Region annotation entries:
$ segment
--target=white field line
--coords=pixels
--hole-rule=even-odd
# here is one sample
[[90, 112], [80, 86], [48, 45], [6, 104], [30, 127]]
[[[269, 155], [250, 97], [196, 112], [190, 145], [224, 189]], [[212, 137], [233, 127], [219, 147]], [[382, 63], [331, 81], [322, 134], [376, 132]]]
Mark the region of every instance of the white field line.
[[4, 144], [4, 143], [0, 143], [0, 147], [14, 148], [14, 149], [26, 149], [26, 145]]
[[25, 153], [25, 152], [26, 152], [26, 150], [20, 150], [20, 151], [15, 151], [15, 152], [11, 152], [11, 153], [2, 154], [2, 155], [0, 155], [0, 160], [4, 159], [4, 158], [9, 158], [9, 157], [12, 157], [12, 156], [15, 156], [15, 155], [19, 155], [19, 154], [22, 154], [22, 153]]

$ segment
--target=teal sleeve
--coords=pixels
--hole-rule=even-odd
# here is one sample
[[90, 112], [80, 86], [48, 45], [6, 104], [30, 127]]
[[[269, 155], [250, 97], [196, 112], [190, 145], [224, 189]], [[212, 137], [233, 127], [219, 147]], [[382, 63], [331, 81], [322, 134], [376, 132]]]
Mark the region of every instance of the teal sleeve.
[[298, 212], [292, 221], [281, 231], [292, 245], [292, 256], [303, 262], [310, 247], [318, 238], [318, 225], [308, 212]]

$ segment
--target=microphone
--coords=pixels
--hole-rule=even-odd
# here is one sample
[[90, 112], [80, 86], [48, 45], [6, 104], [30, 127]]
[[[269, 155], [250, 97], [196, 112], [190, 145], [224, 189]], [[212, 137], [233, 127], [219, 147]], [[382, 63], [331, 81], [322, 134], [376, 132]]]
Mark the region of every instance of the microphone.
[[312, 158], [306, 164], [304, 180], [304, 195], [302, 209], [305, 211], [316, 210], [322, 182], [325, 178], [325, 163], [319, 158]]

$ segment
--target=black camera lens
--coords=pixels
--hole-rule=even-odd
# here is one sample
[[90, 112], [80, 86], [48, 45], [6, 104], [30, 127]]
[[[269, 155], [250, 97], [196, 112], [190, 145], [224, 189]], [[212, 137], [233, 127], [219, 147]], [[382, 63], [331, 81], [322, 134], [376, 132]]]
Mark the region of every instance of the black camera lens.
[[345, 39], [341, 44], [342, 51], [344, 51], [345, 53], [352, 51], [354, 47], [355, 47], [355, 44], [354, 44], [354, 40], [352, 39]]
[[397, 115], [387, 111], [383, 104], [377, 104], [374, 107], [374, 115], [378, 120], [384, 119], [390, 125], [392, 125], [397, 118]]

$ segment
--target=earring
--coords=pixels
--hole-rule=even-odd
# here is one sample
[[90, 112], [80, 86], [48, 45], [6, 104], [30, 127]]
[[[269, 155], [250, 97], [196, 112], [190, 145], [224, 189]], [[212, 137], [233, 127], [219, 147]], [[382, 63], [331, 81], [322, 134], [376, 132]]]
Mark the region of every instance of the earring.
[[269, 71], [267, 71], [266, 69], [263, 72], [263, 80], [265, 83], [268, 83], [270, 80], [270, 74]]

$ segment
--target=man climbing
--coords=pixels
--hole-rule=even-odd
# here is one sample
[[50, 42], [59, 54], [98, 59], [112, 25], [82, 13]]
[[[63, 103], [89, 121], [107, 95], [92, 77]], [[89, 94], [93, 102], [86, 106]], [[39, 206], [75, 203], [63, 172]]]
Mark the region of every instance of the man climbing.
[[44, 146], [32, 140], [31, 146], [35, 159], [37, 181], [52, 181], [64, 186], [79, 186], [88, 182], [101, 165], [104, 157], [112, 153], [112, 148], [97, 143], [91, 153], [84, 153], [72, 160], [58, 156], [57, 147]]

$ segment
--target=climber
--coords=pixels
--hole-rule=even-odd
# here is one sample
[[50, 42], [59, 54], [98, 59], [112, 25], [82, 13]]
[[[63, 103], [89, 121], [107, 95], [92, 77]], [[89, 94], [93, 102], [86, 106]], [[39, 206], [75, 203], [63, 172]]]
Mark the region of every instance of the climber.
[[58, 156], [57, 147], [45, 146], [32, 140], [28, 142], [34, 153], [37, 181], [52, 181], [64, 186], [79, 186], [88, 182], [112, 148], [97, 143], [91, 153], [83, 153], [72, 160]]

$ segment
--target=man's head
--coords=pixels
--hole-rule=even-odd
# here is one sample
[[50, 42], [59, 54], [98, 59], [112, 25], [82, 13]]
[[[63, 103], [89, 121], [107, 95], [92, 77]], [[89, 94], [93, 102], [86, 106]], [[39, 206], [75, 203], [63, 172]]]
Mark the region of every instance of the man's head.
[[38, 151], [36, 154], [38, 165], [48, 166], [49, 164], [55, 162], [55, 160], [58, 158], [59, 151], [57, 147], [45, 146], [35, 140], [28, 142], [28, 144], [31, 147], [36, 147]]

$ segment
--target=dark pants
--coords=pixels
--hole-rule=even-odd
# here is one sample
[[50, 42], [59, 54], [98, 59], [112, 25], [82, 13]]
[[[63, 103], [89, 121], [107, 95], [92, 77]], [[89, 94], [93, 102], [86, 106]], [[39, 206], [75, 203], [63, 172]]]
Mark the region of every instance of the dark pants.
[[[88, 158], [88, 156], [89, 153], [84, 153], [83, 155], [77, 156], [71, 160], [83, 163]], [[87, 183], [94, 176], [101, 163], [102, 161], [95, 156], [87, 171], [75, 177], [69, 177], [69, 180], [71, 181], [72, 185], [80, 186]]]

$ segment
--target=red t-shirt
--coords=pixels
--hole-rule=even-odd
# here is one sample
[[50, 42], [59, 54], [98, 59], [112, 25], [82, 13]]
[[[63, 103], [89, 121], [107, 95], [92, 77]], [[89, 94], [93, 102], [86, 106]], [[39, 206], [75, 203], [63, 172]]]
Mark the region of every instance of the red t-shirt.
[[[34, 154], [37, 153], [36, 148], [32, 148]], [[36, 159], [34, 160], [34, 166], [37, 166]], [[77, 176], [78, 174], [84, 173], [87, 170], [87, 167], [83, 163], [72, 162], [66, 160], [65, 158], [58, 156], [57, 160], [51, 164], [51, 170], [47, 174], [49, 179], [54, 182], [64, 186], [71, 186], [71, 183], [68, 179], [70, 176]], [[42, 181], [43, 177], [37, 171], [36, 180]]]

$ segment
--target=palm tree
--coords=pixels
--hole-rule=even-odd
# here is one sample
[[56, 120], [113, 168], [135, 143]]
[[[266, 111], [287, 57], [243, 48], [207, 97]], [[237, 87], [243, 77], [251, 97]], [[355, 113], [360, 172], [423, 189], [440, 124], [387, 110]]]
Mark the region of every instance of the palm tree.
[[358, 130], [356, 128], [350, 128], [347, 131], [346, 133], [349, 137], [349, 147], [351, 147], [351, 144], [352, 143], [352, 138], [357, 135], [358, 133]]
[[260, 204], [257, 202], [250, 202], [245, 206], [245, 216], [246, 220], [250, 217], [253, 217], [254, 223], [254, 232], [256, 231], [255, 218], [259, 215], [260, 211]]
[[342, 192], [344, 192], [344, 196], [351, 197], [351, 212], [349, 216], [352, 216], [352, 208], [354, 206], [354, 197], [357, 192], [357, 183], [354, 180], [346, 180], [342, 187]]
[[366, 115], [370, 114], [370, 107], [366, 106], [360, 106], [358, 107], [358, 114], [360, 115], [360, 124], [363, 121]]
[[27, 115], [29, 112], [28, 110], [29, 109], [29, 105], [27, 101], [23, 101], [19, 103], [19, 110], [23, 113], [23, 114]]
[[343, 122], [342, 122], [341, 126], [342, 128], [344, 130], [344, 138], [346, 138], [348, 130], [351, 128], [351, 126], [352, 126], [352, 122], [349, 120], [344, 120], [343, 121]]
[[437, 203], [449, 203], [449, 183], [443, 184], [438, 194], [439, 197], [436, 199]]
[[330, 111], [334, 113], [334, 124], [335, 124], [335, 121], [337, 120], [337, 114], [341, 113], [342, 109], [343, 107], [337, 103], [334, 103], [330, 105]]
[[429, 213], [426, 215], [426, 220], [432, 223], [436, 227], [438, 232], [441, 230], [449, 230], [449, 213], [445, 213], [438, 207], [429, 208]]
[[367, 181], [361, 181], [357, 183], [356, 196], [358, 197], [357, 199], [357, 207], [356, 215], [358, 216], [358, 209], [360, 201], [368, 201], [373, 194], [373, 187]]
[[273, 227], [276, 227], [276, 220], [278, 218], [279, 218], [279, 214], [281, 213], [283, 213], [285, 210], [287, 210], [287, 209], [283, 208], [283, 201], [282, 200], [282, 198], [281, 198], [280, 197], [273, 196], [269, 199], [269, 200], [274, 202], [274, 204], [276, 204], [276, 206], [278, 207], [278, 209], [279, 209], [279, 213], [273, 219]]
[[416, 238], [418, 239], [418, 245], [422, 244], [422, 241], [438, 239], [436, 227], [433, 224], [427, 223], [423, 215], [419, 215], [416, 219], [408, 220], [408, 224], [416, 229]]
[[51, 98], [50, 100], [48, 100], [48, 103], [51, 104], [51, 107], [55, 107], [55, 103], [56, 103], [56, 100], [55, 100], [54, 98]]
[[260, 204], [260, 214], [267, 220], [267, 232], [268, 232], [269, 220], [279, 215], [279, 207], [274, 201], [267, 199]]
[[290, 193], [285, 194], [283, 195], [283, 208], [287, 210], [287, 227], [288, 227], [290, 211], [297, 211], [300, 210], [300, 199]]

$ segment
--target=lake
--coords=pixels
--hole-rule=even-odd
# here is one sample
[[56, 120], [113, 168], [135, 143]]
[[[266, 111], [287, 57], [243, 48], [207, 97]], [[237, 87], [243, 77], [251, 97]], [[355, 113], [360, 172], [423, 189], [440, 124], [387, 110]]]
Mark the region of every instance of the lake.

== STATED PROBLEM ==
Copy the lines above word for word, from the first line through the line containing "149], [26, 145]]", including that line.

== TASK SOLUTION ==
$ segment
--target=white field line
--coords=pixels
--hole-rule=even-odd
# here is one sample
[[90, 112], [80, 86], [48, 45], [6, 104], [30, 127]]
[[[269, 155], [250, 97], [196, 112], [190, 145], [224, 189]], [[212, 137], [233, 127], [219, 147]], [[382, 63], [331, 81], [322, 134], [376, 132]]]
Mark the region of every instance of the white field line.
[[4, 144], [4, 143], [0, 143], [0, 147], [14, 148], [14, 149], [26, 149], [26, 145]]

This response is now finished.